Records for the exercise →

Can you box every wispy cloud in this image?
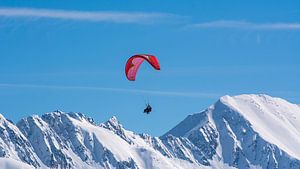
[0,83,221,98]
[0,8,175,23]
[190,20,300,30]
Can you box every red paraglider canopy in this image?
[125,54,160,81]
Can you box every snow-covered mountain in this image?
[0,95,300,169]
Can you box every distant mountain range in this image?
[0,95,300,169]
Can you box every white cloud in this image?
[0,83,221,98]
[191,20,300,30]
[0,8,174,23]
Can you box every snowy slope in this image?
[0,95,300,169]
[0,158,34,169]
[163,95,300,168]
[221,95,300,159]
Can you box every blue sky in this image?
[0,0,300,136]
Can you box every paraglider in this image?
[125,54,160,81]
[125,54,160,114]
[144,103,152,114]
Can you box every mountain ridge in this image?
[0,95,300,168]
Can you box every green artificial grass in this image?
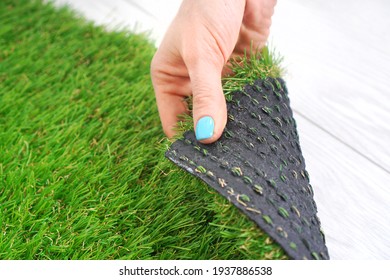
[0,0,286,259]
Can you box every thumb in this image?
[189,60,227,144]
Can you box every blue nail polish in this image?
[195,116,214,140]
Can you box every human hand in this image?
[151,0,276,144]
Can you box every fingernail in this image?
[195,116,214,141]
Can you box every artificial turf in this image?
[0,0,286,259]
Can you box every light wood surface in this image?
[55,0,390,259]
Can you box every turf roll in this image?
[166,78,329,259]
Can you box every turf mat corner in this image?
[0,0,287,259]
[166,77,329,259]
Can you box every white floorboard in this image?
[54,0,390,259]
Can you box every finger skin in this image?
[151,0,276,144]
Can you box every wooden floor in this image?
[55,0,390,259]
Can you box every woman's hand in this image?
[151,0,276,143]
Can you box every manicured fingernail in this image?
[195,116,214,141]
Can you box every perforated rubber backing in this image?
[166,78,329,259]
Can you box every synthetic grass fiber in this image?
[0,0,287,259]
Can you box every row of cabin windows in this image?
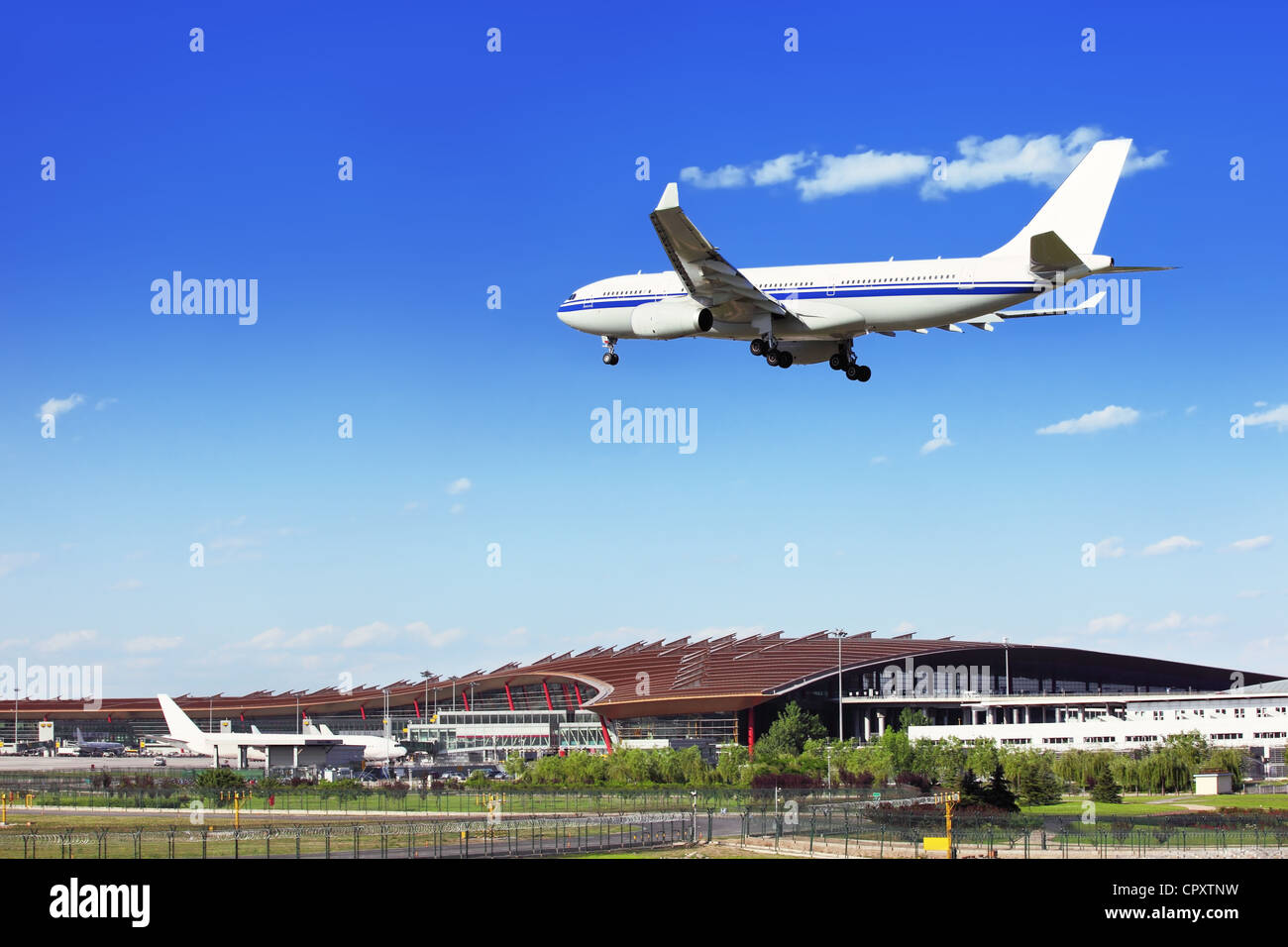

What is needed → Restate the records word for word, omitting images.

Exercise output →
Can you box every wispy cloud in this image?
[0,83,221,98]
[0,8,175,23]
[190,20,300,30]
Can you box every red paraglider canopy in this image?
[125,54,160,81]
Can you box every snow-covered mountain in this image?
[0,95,300,169]
Can you box every distant mountain range in this image?
[0,95,300,169]
Can you box every white cloud in this image?
[0,83,221,98]
[191,20,300,30]
[0,8,174,23]
Can you box every snowy slope in this image?
[0,95,300,169]
[0,158,34,169]
[163,95,300,168]
[221,95,300,159]
Can you box every blue sky in this image?
[0,0,300,136]
Can you box every paraglider in this image?
[125,54,160,81]
[125,54,160,114]
[144,103,152,114]
Can you box every mountain ridge in this image?
[0,95,300,168]
Can you box every green artificial grass in this image?
[0,0,286,259]
Can you box every thumb in this image?
[189,60,227,144]
Can you box every blue nail polish in this image?
[195,116,214,140]
Can you box every human hand in this image?
[151,0,276,144]
Can you box every fingernail in this image?
[195,116,214,141]
Can you box every artificial turf in this image?
[0,0,286,259]
Can you box every light wood surface in this image?
[55,0,390,259]
Can you box every turf roll in this image?
[166,78,329,259]
Can you box every turf mat corner in this image?
[0,0,287,259]
[166,77,329,259]
Can you box every white floorboard in this image?
[54,0,390,259]
Can you box every finger skin in this image?
[151,0,276,144]
Can you box every wooden floor in this image?
[55,0,390,259]
Can you box every woman's hand in this image?
[151,0,276,143]
Can you box every manicured fingernail in this image?
[195,116,214,141]
Can you box every perforated rubber backing in this image?
[166,78,329,259]
Can you box every synthetic grass fiber in this image?
[0,0,287,259]
Can you box every row of cabin windows in this image?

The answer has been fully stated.